**Texto de lectura**
Teresa, la santa de la otra dimensión
El título es
confuso e intentaré explicarlo para que los lectores sepan a qué me refiero.
Existen dos posibles modos de interpretar la figura de santa Teresa. Uno, desde
la aceptación de que Dios existe y que actúa en la vida de los creyentes y con
mucha evidencia en el caso Teresa: Él la hizo una mujer santa y,
como consecuencia, escritora y fundadora. Esta ha
sido la interpretación que ha prevalecido durante siglos y la que, creo, sigue
prevaleciendo. El fundamento se encuentra en los mismos textos teresianos
leídos con libertad, sin prejuicios ideológicos. Por mi cuenta aludo a los
siguientes hechos.
El primero fue
su “conversión definitiva”, una experiencia fundante obrada, según ella, por el
Espíritu Santo. El momento lo ha descrito como un cambio radical desde una vida
mediocre, sin relevancia espiritual en el convento de La Encarnación,
a una experiencia de liberación interior para amar con pasión, pero sin apegos
afectivos: “Desde aquel día yo quedé tan animosa para dejarlo todo por Dios
[…]. Ya aquí me dio el Señor libertad y fuerza para ponerlo
por obra […], en un punto me dio la libertad” (Vida, 24,
5-8). Se sitúa el hecho hacia el año 1556 y a partir de entonces se adensa en
su conciencia la certeza de que Dios no solo es un Ser existente, sino capaz de
actuar en su vida, una experiencia mística in crescendo hasta
su muerte. Pero hay más datos.

**Tareas**
(a) Según el texto sobre santa Teresa, ¿hacia qué año se sitúa su conversión definitiva?
(b) Prosigue el texto sobre santa Teresa a partir de su última oración.

[Elementos guardados de una colección]
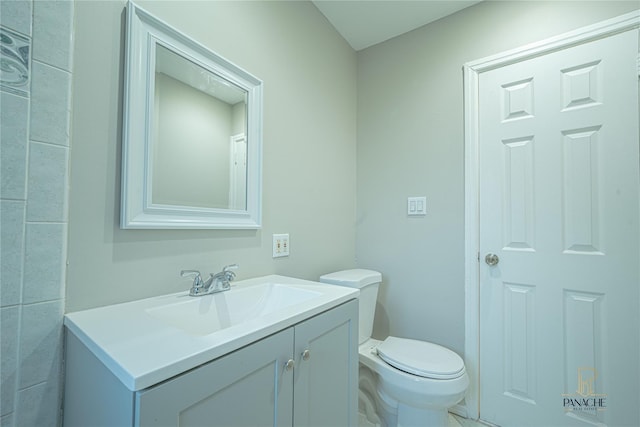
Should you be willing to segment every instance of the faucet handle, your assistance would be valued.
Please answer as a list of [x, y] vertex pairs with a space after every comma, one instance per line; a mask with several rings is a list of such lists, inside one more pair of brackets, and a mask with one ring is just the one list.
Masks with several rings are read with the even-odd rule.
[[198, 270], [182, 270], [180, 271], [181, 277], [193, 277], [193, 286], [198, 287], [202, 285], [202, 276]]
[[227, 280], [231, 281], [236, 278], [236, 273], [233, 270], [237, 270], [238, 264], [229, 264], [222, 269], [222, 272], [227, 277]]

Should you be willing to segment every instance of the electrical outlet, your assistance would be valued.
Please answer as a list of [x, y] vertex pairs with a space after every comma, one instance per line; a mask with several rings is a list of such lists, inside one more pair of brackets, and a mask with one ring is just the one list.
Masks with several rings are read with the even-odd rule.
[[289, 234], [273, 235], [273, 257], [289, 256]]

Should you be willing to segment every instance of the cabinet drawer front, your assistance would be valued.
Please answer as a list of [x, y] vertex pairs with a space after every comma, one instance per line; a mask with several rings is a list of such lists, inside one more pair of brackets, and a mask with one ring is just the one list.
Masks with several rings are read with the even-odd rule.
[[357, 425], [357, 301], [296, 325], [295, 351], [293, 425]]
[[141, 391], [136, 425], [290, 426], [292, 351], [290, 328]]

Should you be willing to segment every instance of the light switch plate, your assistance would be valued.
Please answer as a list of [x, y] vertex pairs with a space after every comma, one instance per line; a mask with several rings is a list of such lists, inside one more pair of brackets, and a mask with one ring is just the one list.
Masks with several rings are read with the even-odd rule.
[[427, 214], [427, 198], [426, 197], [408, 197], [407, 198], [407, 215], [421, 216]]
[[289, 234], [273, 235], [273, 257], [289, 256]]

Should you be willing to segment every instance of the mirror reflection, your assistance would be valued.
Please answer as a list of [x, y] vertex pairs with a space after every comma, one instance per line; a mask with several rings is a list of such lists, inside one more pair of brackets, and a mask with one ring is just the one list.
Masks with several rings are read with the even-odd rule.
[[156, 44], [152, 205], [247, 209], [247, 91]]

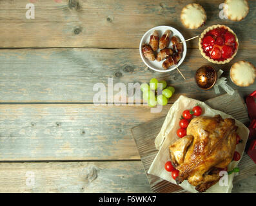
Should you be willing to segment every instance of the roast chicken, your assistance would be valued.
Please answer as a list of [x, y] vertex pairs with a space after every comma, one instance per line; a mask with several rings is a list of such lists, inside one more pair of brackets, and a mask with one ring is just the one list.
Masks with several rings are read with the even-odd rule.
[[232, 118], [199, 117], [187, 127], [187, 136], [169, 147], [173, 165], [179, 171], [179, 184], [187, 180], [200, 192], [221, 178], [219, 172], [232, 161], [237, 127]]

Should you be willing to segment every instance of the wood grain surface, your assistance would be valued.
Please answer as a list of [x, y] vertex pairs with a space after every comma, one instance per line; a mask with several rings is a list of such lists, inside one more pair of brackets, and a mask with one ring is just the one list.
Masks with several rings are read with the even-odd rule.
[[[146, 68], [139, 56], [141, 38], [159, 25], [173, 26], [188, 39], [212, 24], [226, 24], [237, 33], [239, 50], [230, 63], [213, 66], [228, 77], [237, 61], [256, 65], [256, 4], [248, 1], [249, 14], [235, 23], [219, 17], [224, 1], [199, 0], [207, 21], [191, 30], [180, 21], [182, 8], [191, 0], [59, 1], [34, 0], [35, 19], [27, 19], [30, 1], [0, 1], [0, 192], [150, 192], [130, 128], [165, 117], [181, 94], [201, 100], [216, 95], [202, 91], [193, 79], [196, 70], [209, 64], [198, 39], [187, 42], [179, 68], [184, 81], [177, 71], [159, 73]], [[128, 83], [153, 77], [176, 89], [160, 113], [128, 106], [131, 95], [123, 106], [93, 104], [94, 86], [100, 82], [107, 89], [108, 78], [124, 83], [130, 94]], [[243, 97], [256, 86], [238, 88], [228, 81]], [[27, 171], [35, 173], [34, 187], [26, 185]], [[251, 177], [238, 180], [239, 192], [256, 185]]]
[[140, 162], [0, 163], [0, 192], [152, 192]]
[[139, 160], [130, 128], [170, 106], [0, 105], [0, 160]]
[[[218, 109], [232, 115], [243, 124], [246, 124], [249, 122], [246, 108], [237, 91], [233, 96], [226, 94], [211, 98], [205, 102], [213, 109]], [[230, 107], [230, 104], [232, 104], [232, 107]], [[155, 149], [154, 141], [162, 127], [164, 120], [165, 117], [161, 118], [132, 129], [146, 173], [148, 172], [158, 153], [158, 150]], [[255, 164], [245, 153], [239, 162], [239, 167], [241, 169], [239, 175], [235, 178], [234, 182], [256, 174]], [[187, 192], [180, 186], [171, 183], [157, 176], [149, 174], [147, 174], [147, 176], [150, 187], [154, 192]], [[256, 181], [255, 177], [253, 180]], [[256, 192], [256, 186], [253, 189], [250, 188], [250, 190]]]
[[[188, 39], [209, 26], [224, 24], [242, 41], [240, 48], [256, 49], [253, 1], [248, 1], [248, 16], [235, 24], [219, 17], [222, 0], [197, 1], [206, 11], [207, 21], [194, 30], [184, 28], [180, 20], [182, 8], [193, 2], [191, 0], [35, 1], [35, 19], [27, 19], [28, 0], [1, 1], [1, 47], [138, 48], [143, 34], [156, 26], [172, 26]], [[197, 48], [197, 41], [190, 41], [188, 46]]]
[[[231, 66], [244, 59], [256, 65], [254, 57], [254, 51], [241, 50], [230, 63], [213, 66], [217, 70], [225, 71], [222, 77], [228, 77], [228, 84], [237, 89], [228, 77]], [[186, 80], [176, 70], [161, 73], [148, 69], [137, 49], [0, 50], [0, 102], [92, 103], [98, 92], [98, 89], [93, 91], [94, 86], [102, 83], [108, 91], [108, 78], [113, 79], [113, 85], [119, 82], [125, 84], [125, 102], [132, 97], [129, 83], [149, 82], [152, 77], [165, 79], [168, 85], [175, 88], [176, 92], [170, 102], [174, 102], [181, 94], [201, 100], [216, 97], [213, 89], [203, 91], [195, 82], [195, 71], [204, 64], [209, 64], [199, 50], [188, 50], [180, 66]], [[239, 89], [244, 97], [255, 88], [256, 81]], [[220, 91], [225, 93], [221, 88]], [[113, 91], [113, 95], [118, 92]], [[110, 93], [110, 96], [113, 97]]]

**Resultados**
(a) Hacia el año 1556.

(b)
Pocos años después,
hacia 1560, Teresa se convierte en escritora capaz de narrar
unas experiencias de Dios que hasta entonces eran inefables y
la incapacitaban para darse a entender a los primeros censores. Y así nacieron
sus obras mayores. Primero, Vida (1562-1565); después y por
razones distintas, el Camino de perfección (1566-1567) y, en
plena madurez espiritual, las Moradas (1577). Pues bien,
Teresa es consciente de que escribe sus obras no solo bajo la inspiración
literaria, sino movida por un impulso divino. Valgan como ejemplo los
siguientes textos tan frecuentes en sus escritos. “Porque veo claro no
soy yo quien lo dice, que ni lo ordeno con el entendimiento, ni sé después cómo
lo acerté a decir. Esto me acaece muchas veces” (Vida, 14. 8). “Que
muchas cosas de las que aquí escribo no son de mi cabeza, sino que me las decía
este mi Maestro celestial” (Vida, 39, 8).
Esa misma
percepción la tiene en su quehacer como fundadora de conventos,
consciente de que no es obra suya sino de un Dios Providencia que la ha elegido
como mediación necesaria. No es un sencillo acto de humildad, sino un despojo
total del yo, de baja autoestima como dirían los analistas de la personalidad,
en una obra que, socialmente considerada, es esencialmente suya. Cualquier
lector sin prejuicios encuentra sucesos en las fundaciones teresianas que no se
explican por la pura racionalidad, ni por la simple casualidad.
Y esa
experiencia de Teresa de un Dios providente como principal y casi único actor
ha quedado reflejada en el libro de la Vida y las Fundaciones.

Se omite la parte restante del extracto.